**WHAT IS BEING ASKED:** Copy the listing from the line with "Target: stone arch" through the end of the listing, including every line. Increase each x and y coordinate by 125.

[Point labeling listing]

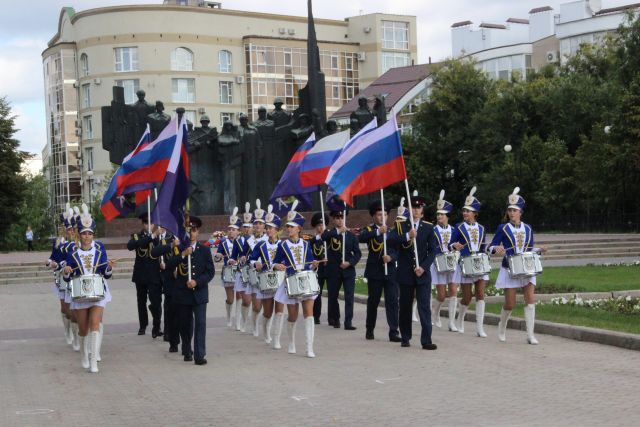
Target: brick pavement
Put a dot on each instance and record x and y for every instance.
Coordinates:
(467, 381)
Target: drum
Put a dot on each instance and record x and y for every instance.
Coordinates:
(229, 273)
(244, 273)
(446, 262)
(86, 288)
(268, 281)
(475, 265)
(526, 264)
(303, 284)
(253, 276)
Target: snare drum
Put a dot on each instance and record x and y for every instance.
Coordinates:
(229, 273)
(526, 264)
(446, 262)
(303, 284)
(268, 281)
(475, 265)
(87, 288)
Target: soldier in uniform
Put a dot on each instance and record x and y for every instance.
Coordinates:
(192, 292)
(413, 274)
(341, 271)
(146, 276)
(318, 222)
(377, 279)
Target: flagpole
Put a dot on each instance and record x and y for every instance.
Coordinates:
(323, 223)
(384, 236)
(415, 243)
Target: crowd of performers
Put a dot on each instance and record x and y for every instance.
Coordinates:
(405, 261)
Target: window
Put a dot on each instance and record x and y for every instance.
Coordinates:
(86, 95)
(84, 65)
(226, 117)
(182, 59)
(131, 86)
(126, 58)
(224, 60)
(395, 35)
(87, 128)
(88, 157)
(226, 92)
(393, 60)
(183, 90)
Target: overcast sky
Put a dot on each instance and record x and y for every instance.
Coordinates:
(26, 26)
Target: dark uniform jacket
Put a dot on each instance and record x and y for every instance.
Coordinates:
(202, 271)
(146, 268)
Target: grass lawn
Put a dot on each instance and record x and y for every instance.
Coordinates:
(579, 316)
(574, 279)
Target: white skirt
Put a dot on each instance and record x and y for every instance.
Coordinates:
(441, 278)
(102, 303)
(283, 298)
(506, 281)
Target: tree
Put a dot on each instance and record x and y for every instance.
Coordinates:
(11, 160)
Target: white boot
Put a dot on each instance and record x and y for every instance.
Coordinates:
(76, 338)
(435, 313)
(266, 329)
(480, 319)
(99, 343)
(530, 319)
(460, 321)
(453, 301)
(256, 324)
(502, 325)
(228, 307)
(243, 321)
(309, 329)
(84, 350)
(279, 318)
(291, 329)
(94, 341)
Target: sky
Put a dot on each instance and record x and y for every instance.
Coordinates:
(27, 26)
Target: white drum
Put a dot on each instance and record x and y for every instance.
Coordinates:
(446, 262)
(475, 265)
(303, 284)
(87, 288)
(268, 281)
(229, 273)
(526, 264)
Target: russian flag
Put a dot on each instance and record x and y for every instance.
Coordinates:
(317, 161)
(368, 163)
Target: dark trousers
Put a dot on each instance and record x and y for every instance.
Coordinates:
(423, 296)
(193, 324)
(317, 304)
(391, 303)
(349, 284)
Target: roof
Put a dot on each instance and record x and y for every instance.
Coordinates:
(540, 9)
(618, 9)
(395, 83)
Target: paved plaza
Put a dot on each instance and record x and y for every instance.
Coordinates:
(468, 381)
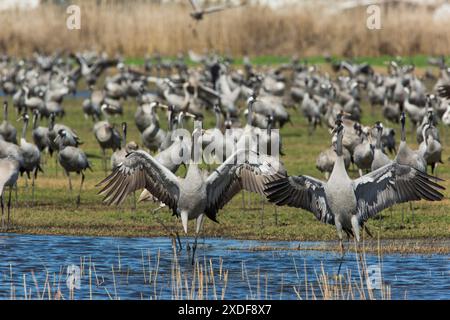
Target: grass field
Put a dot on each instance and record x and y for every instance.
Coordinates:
(138, 28)
(419, 61)
(54, 211)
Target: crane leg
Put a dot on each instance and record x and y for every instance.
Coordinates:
(32, 186)
(134, 201)
(197, 231)
(104, 160)
(341, 244)
(70, 181)
(175, 234)
(243, 200)
(194, 248)
(9, 207)
(3, 210)
(79, 193)
(56, 165)
(276, 215)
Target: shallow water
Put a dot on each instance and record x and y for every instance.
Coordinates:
(270, 274)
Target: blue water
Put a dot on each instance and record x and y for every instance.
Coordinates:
(37, 256)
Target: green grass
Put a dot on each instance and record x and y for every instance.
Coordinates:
(55, 212)
(417, 60)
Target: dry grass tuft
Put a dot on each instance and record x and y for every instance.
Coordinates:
(142, 28)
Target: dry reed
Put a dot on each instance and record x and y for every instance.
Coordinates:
(140, 27)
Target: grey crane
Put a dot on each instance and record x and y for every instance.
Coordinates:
(144, 116)
(107, 137)
(326, 159)
(405, 155)
(9, 173)
(348, 203)
(380, 159)
(433, 130)
(40, 134)
(430, 148)
(31, 155)
(311, 111)
(70, 137)
(198, 12)
(72, 159)
(197, 194)
(34, 102)
(7, 130)
(363, 152)
(153, 136)
(119, 155)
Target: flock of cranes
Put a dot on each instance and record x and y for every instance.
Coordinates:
(249, 156)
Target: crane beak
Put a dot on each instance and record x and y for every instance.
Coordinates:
(163, 106)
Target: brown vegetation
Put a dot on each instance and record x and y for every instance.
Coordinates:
(136, 28)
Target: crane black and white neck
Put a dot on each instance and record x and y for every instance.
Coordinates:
(348, 203)
(197, 194)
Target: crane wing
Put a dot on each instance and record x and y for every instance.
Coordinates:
(391, 184)
(140, 170)
(444, 91)
(302, 192)
(242, 170)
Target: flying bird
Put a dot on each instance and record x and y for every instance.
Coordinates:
(198, 12)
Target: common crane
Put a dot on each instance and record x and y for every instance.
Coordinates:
(348, 203)
(197, 194)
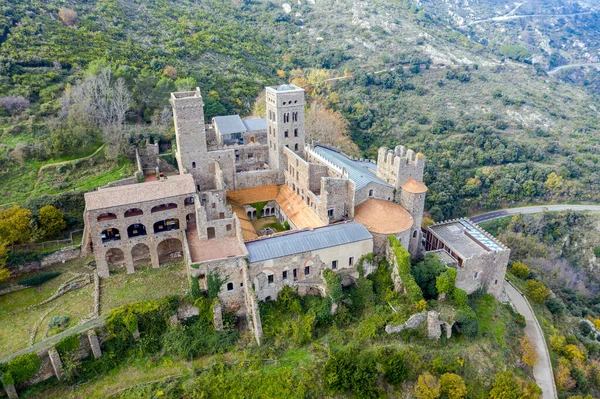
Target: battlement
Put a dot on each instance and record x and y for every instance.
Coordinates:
(187, 99)
(399, 165)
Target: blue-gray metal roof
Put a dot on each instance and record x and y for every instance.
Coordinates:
(229, 124)
(307, 240)
(357, 172)
(255, 124)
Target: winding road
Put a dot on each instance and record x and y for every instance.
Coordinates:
(542, 372)
(569, 66)
(532, 209)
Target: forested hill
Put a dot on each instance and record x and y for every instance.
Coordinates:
(495, 127)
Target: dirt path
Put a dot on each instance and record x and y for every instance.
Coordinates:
(48, 165)
(542, 372)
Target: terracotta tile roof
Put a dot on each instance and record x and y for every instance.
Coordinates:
(415, 187)
(383, 217)
(203, 250)
(300, 214)
(253, 195)
(248, 231)
(141, 192)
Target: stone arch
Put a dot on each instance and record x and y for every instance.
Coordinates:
(133, 212)
(166, 225)
(140, 253)
(190, 218)
(115, 259)
(136, 230)
(169, 249)
(110, 234)
(163, 207)
(106, 216)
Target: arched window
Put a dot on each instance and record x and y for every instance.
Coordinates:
(163, 207)
(136, 230)
(106, 216)
(110, 235)
(133, 212)
(166, 225)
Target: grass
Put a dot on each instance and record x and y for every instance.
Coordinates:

**FULL ANSWER:**
Target: stone arch
Put a dot on each instance and record x and y for every instance.
Coordinates:
(258, 337)
(291, 350)
(265, 378)
(315, 343)
(240, 384)
(261, 355)
(294, 374)
(235, 359)
(288, 332)
(231, 341)
Target: arched window
Put a dot on each instance and record x and y for every instance.
Coordinates:
(288, 332)
(261, 355)
(231, 341)
(235, 360)
(258, 337)
(291, 350)
Target: grass
Put a dot on each instance and record x and y for every instance.
Coordinates:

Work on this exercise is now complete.